◆ PROBLEM DETAILS:
Could you output the entire listing without altering anything?

*** Opening of MATERIAL SUPPLIED ***

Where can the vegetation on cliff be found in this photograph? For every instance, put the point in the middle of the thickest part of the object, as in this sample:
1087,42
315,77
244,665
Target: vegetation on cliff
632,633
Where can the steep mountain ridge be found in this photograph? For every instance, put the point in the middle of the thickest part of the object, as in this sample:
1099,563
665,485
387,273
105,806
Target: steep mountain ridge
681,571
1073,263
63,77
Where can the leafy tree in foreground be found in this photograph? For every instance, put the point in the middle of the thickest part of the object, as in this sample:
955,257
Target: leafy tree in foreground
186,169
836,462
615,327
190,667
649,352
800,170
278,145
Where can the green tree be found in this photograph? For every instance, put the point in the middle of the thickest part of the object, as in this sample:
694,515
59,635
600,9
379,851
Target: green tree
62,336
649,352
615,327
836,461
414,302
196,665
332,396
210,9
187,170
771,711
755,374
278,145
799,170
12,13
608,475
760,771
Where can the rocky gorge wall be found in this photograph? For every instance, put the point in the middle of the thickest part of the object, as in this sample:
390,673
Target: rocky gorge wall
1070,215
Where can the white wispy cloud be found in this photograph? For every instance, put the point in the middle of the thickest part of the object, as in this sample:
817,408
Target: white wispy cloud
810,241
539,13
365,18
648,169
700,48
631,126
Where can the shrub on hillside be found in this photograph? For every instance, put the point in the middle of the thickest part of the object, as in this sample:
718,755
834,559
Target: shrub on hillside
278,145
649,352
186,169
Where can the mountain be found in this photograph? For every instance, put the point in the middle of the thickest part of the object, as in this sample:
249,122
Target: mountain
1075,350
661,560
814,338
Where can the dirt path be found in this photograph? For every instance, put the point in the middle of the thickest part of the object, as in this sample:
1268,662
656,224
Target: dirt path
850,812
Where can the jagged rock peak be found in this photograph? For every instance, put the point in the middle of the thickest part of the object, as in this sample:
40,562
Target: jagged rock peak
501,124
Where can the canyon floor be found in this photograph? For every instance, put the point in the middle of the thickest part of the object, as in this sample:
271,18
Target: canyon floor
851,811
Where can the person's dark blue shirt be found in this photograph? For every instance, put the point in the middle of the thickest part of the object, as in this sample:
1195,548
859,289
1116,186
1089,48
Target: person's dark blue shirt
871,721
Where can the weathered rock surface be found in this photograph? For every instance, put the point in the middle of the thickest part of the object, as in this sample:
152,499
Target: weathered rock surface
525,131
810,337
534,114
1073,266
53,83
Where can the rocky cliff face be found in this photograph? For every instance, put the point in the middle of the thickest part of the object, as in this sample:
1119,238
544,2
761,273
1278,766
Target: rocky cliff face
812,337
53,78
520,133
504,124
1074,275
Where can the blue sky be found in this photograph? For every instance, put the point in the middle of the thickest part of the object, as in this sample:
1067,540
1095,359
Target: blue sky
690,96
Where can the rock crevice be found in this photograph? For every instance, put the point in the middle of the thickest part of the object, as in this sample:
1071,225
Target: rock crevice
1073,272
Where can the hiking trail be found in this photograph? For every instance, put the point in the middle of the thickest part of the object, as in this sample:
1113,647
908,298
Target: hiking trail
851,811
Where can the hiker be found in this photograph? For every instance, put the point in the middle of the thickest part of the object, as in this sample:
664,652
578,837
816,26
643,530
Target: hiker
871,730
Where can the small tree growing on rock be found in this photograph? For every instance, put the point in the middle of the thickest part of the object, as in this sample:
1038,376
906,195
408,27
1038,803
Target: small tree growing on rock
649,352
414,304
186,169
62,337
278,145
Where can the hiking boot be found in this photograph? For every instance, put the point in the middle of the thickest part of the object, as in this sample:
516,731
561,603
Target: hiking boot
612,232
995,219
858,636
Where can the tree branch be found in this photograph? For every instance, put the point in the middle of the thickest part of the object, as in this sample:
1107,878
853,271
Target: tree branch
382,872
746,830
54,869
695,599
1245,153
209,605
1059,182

*** Close of MATERIAL SUPPLIED ***

◆ SOLUTION TO THE EXERCISE:
Where can the vegetation on cliff be found in this photograph? For every instance, put the point in the middle of the thickest part of the object, as in this sample:
1087,42
315,77
244,665
Target: vegetation on cliff
632,633
Where can the steep mountain ridge be found in this photograph? For every instance, put the point in the middle of the thickest part of the object, as in this sample:
1099,563
665,485
387,273
105,806
Target: steep mountain ridge
681,571
1073,263
63,77
Where can the leafy tree in foreground be found in this photograph? For every instance, put the point in the middle of the thickest part of the object, as in this sample:
955,257
Target: leafy tree in foreground
186,169
836,462
615,327
190,667
649,352
800,170
278,145
Where can the green tree be found in this photograph? For every instance, put the point in the middle of the thickest part of the object, as in this sample:
694,515
59,635
600,9
379,851
Target: green tree
62,336
649,352
615,327
836,461
414,302
196,665
332,396
210,9
187,170
771,711
755,374
278,145
799,170
12,13
608,475
760,771
Where can the rocky gorge wall be found in this photograph? For every instance, put the point in the middle of the thickest part of the object, as in this sample:
390,673
Target: rocky gorge wall
1070,215
Where can the white wispy cloud be found in this photograph? For every instance, put the point in the middle of the thickest part of the object, as in this sample:
817,408
Target: white wispy cloud
810,241
539,13
365,18
648,169
700,48
631,126
Where can the shrub on hillside be found in this photograph? For every instance, put the point in the middle of the thickest part of the object, as in this sample:
718,755
834,559
Target: shrub on hillside
278,145
649,352
186,169
Where can the mountain be found in this photograph? For every instance, put the point in the middle of the thickest part of the object, as in this sample:
249,122
Target: mountain
1075,350
661,560
814,338
Where can the dirt path be found in this photograph? For every instance, put the point in the middle of the thickest part of the object, as in this sample:
1268,662
656,224
Target: dirt path
850,812
Where can the jagged rock peak be found in this photograph? For every instance, put the point in the middle of the thickest part of the object, as in this sample:
40,562
Target: jagged rock peak
501,124
Where can the canyon floor be found in this photograph? For every instance, put the point in the middle of the thickest part of the object, as in this sample:
271,18
Target: canyon floor
851,811
Where can the person's dark blue shirt be found in this photograph? For every instance, put the point in the middle of the thickest part of the object, as in this sample:
1195,548
859,289
1116,186
1089,48
Target: person's dark blue shirt
871,721
Where can the weathered rock surface be found in this photograph? For every instance, put the point in the middle of the thickest part of the object, as in this sample:
152,499
Target: weathered rock surface
525,131
810,337
534,114
1073,266
53,83
Where can the rocky cliff face be found in this photograph? For every instance, put the point in the middle of the thickest part of the object, as in this sample:
1119,238
544,2
761,273
1278,766
Target: rocky cliff face
812,337
53,78
520,133
504,124
1074,275
Where can the blue sky be found in this photograph? For every instance, put the point in the middle of the thickest part of the object, as in this sample:
1067,540
1095,359
Target: blue sky
690,96
Where can the rock crevice be found in this photograph? For every instance, put the point in the middle of the thickest part of the object, as in this sample:
1071,225
Target: rock crevice
1073,272
Where can the hiking trail be found in this photograph? For every instance, put the point in the middle of the thickest part of the object, as in this sample:
1113,647
908,298
Target: hiking trail
851,811
Where can the hiker be found in this photograph? For every instance, put the point in the middle of the thickest part of the object, as in this sample:
664,652
578,837
816,26
643,530
Target: hiker
871,730
Where can the small tree growing on rock be found in this photograph? For every instance, put the point in the middle of the thickest part of the object, as in this sample:
1038,376
906,195
408,27
1038,803
Target: small tree growing on rock
649,352
414,304
186,169
62,337
278,145
Where can the hiking boot be found in this photograph? For every instance, put the point in the middle of the thickest part of the object, as in this sample:
516,731
561,603
Target: hiking boot
612,232
995,219
858,636
Where can the tree branch be found in this photograph? For every instance, put the point in the middle of the thickest part of the object, as in this sample:
1107,878
853,271
Target: tree branch
382,872
746,830
54,869
695,599
1245,153
209,605
1059,182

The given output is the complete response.